Task to carry out ▸
Please turn every line of the listing below into a JSON list of strings, one string per line, with blank lines skipped and the pictures left out.

Supplied data ▸
<<<<

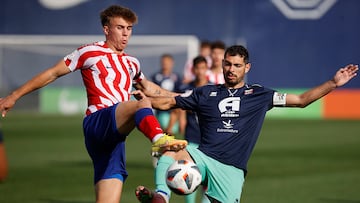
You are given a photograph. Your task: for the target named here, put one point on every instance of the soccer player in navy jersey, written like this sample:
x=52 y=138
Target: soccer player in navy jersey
x=230 y=118
x=108 y=75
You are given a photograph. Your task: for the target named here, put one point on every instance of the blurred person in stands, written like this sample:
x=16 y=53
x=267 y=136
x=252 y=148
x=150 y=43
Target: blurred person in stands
x=192 y=132
x=167 y=79
x=205 y=51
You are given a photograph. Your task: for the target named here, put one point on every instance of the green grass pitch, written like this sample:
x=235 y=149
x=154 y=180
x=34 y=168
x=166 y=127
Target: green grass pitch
x=294 y=161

>>>>

Task solution ▸
[
  "You are given a photograph. Your task: for the target named here, put one point on every instance of the soccer player in navy jersey, written like this sample:",
  "x=52 y=138",
  "Target: soccer player in navy jersey",
  "x=230 y=118",
  "x=108 y=75",
  "You are given a photograph. Your task: for the target named here, put one point on every instance of the blurred person in stands, written like this sample:",
  "x=16 y=53",
  "x=267 y=136",
  "x=252 y=148",
  "x=150 y=43",
  "Target: blurred person in stands",
  "x=192 y=132",
  "x=167 y=79",
  "x=205 y=51",
  "You are given a photograph. Your task: for the target named here, put one point on every instance of the green grass pitch, written like this sample:",
  "x=235 y=149",
  "x=154 y=180",
  "x=34 y=168",
  "x=166 y=127",
  "Target: green grass pitch",
  "x=294 y=161"
]